Excerpt
Second
Sunday of Easter
April
12, 2026
1
Peter 1:3-9
There are reasons that mainline
Protestant preachers don’t spend a lot of pulpit time speaking about heaven and
hell. Some of them are historical: there
was a time when those were almost the only topics you would hear about on a
Sunday morning and non-believers came to ridicule that. On the one hand, they said, all we do is tell
people with real problems and real pain not to worry because “there will be pie
in the sky by-and-by”. Devoted and
faithful followers of Jesus who set their minds on things above were accused of
being “too heavenly-minded to be of any earthly use”. On the other hand, emphasizing our eternal
destination can also lend itself to the notion that we (rather than God) determine
who is going where.

Prompt
Carry on the sermon excerpt on heaven and hell from its last sentence, writing a further paragraph or two in the same voice. The listing bears no relation to the sermon excerpt on heaven and hell.

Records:
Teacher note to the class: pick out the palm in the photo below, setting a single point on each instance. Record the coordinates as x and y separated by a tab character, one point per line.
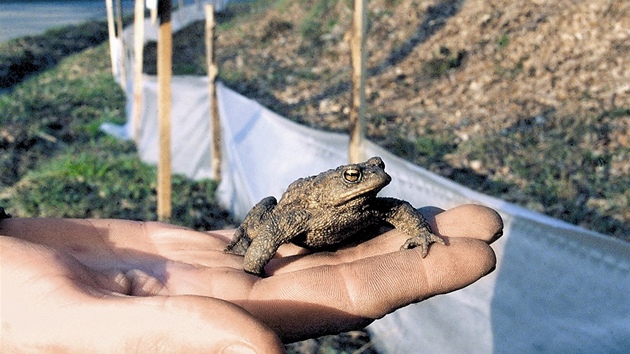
306	295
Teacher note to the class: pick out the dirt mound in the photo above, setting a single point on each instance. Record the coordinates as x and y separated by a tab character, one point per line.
526	101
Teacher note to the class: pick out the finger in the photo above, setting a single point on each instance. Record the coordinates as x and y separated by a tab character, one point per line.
468	220
345	295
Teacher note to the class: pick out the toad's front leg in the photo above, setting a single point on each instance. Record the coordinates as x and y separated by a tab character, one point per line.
404	217
272	234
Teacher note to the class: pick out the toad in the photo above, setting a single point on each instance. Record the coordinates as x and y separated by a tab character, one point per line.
323	210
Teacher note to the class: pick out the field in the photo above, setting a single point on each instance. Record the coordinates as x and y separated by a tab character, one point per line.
526	102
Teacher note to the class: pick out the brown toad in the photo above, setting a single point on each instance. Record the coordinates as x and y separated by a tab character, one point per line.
324	210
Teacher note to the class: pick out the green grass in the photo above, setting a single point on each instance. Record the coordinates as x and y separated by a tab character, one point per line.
57	163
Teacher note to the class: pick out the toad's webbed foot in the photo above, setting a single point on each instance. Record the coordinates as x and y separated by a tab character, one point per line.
423	240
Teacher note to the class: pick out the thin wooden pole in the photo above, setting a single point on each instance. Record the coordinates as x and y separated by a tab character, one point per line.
165	73
138	36
112	35
119	26
213	71
357	107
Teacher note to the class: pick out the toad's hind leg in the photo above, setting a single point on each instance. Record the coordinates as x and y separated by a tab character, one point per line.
247	230
404	217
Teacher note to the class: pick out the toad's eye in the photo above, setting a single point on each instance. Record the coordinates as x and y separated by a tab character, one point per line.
352	175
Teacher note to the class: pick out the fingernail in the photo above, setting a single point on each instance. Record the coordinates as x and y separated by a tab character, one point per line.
238	348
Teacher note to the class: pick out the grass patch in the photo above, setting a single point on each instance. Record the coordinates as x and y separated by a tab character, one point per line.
57	163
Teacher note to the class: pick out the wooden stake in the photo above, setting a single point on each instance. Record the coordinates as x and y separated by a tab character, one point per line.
165	73
119	26
138	36
213	72
112	35
357	107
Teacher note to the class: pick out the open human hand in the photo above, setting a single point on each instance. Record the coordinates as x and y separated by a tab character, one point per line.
116	286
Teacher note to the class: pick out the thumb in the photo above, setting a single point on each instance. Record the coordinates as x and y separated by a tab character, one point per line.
190	324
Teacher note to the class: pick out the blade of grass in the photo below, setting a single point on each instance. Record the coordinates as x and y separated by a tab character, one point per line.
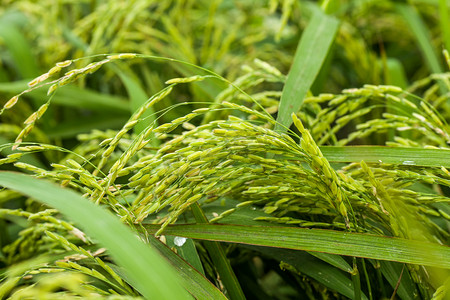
445	23
309	57
247	215
147	270
388	155
137	98
187	251
193	280
220	260
391	271
328	241
330	277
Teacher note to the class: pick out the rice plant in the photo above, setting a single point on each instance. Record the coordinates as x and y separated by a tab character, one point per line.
162	170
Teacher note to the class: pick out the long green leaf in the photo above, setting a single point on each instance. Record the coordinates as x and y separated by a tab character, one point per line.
220	260
72	96
305	263
311	52
388	155
328	241
147	270
193	280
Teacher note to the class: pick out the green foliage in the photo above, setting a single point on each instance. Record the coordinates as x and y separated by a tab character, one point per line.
178	173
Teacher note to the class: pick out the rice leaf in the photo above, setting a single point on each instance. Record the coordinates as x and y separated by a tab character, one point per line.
311	52
147	270
328	241
388	155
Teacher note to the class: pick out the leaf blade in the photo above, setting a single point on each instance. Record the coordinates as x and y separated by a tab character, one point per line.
311	52
98	223
328	241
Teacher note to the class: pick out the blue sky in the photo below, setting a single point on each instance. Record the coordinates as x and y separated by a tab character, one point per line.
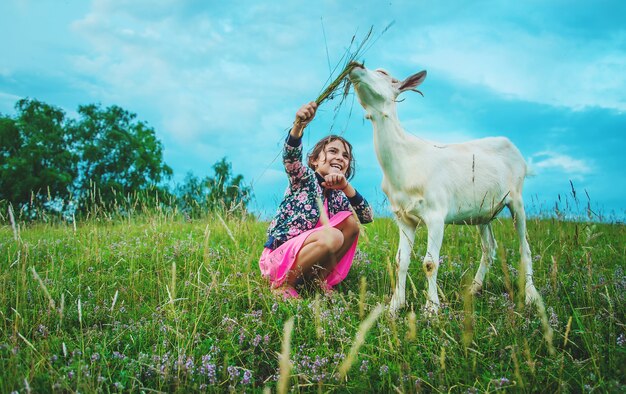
224	79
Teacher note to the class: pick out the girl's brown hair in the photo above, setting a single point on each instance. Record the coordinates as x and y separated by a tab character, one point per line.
321	145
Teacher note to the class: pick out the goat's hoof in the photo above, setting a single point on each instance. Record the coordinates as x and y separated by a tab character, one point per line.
476	288
395	305
431	310
532	295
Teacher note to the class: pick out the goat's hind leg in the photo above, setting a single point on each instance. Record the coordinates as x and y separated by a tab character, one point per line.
431	262
526	266
489	245
403	259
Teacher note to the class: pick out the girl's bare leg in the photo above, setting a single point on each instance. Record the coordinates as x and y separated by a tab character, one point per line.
319	250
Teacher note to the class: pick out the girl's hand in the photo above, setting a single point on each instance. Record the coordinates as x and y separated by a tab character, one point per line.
335	181
304	116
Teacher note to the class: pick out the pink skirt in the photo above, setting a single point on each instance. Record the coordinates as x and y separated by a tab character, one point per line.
275	264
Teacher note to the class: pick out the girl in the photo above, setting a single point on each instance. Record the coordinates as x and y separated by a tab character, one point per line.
298	247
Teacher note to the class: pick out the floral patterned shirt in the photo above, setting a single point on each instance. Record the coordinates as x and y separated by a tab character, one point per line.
298	212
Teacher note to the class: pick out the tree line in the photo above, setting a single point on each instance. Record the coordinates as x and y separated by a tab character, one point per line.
103	159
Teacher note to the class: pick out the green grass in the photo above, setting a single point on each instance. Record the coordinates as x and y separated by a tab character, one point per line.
172	305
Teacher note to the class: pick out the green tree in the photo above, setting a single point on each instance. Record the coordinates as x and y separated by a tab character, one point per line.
36	155
118	154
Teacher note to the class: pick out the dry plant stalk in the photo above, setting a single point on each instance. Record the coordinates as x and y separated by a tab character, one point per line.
411	334
364	327
284	362
518	375
43	287
362	294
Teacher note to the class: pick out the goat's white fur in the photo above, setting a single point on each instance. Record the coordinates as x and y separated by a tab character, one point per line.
436	184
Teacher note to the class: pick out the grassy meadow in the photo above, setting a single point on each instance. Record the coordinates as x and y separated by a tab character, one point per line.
159	303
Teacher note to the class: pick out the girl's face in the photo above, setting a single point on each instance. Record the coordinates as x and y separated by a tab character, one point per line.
334	158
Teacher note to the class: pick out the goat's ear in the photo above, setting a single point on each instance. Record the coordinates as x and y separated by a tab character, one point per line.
413	81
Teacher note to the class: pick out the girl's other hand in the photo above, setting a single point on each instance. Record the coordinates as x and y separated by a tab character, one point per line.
305	114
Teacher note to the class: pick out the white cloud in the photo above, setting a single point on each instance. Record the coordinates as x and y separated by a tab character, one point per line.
523	64
547	161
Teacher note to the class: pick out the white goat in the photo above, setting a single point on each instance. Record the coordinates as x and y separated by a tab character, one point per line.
437	184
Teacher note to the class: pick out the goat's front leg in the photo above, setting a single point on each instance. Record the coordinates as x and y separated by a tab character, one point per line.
431	262
403	258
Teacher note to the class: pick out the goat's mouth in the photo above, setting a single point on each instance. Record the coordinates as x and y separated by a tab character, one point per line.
355	64
337	167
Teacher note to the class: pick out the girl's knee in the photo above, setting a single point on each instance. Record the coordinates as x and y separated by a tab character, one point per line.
351	227
331	239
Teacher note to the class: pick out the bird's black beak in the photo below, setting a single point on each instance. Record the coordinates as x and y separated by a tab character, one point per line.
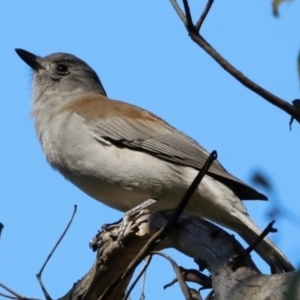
30	59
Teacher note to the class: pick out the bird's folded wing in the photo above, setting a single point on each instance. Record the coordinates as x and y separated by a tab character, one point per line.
126	125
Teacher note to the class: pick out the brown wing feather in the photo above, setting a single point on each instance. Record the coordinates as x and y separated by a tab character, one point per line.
129	126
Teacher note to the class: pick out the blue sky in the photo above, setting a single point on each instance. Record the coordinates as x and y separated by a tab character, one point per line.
143	55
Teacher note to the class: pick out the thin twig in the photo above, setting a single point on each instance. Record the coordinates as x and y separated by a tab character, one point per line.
178	11
237	260
264	233
143	286
238	75
184	288
203	15
193	276
39	274
149	258
18	296
151	243
8	296
189	22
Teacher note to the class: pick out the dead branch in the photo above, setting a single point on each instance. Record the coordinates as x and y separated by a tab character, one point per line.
194	33
192	236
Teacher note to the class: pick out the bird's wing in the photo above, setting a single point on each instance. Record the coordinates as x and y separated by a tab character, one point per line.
128	126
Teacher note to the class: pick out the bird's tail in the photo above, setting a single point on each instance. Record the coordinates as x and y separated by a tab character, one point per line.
266	248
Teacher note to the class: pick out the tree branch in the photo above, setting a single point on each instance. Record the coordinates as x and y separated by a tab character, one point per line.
193	31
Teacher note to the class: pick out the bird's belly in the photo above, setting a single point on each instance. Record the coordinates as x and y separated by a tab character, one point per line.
122	178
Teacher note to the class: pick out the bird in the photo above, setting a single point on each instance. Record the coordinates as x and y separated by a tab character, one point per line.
123	155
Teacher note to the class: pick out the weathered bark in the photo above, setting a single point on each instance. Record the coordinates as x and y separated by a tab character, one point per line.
192	236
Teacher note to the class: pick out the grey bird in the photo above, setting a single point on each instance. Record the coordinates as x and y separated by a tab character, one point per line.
123	155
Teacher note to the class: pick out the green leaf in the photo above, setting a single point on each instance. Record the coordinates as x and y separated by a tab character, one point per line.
275	6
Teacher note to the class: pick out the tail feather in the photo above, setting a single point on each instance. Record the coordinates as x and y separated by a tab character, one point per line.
266	248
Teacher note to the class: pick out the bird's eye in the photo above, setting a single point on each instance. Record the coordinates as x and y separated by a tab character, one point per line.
62	69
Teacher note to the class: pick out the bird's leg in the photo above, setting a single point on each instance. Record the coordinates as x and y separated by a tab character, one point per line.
121	224
130	214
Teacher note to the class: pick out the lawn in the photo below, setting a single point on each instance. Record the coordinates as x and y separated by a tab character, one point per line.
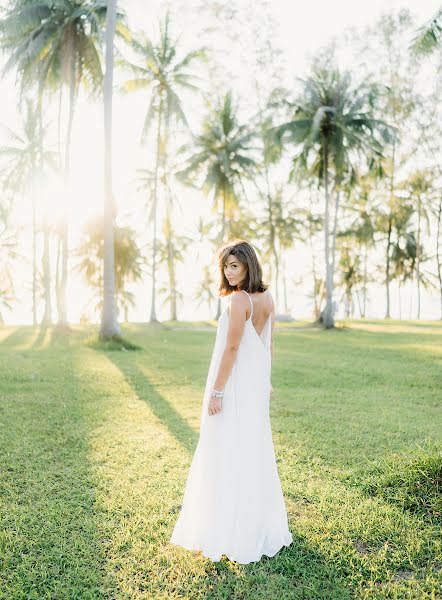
95	447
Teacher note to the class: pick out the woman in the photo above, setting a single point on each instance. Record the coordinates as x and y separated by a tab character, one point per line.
233	502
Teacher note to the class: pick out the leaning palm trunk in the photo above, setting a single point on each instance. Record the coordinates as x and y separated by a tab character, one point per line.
34	260
439	265
171	269
47	315
418	260
223	229
153	315
328	318
365	281
387	266
109	324
62	317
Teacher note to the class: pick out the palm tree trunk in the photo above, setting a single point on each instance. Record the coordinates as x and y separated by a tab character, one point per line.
223	229
387	266
272	238
328	317
62	317
418	273
171	269
335	229
47	315
438	257
364	303
153	316
109	324
34	260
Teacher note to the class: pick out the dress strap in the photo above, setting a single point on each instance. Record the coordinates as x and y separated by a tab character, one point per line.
250	303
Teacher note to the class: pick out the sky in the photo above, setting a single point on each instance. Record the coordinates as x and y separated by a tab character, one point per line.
302	28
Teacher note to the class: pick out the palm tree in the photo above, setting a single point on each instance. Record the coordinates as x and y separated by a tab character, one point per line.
109	324
20	160
429	35
128	263
333	125
393	221
421	194
221	159
62	38
166	74
8	245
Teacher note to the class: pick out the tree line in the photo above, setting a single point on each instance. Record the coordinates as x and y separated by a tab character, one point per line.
344	140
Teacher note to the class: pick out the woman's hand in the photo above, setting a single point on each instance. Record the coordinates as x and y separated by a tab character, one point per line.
215	405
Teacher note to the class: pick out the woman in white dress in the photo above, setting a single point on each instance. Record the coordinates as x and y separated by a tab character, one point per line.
233	502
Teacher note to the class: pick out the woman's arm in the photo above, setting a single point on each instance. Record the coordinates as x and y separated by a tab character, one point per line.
273	318
237	320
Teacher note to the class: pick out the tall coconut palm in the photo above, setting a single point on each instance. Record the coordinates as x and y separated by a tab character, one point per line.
128	263
429	36
333	126
221	159
421	194
62	38
109	324
20	160
166	74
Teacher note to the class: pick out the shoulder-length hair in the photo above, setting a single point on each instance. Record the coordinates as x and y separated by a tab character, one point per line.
246	254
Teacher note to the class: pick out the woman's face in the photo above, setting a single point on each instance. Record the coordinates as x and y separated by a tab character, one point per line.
234	270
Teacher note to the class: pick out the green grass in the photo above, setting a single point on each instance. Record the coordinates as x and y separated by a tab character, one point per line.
95	447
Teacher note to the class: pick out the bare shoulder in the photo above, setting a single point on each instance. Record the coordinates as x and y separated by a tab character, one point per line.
238	299
269	295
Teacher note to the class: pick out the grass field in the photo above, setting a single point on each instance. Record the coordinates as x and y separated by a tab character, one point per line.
95	447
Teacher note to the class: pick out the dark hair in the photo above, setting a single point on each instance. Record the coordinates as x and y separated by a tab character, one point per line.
246	254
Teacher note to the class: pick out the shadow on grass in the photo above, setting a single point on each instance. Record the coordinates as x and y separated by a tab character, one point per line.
21	336
164	411
52	544
298	571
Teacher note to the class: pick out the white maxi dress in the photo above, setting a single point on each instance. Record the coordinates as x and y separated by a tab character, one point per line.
233	502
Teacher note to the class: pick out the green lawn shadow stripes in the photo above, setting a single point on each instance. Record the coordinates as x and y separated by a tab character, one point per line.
50	545
19	338
163	410
130	414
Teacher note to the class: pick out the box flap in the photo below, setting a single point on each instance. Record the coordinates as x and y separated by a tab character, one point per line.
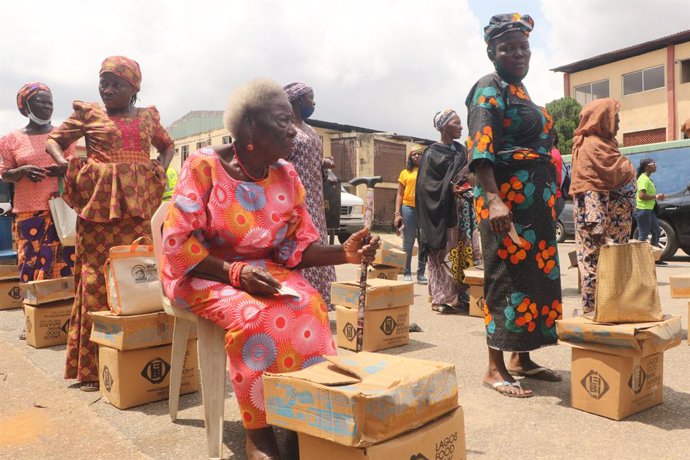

Reply
It’s foolish, and does the whole
world a disservice, though, to pretend that we have nothing to say about both
time and eternity. Our lives here are a
subset of our total existence, and both this world and the world to come are
God’s creation and gift through Christ, who was in the beginning with God, and
was God; and who is the Alpha and the Omega, the first and the last, the
beginning and the end. It’s not
escapism, but hope, that reminds us that there is more beyond this world.
I say that not because this world is
a horrible place. Recognizing its fallenness
does not negate that it was created good.
Sometimes we are blessed with a glimpse of what God had in mind. For some reason, I remember going for a walk
through Kenmore Square in Boston one spring afternoon in 1983. I can’t say that anything particularly
unusual happened, or why I would remember that particular day. I can only say that Commonwealth Avenue was a
beautiful place and everything was good.
Moments like that are rare, but real.
Robert Browning wrote about such a moment of his own:
“The
year’s at the spring,
And
spring’s at the morn,
Morning’s
at seven,
The
hillside’s dew-pearled.
The lark’s
on the wing,
The
snail’s on the thorn;
God’s in
his heaven,
All’s
right with the world.”
So I know
it’s not just me.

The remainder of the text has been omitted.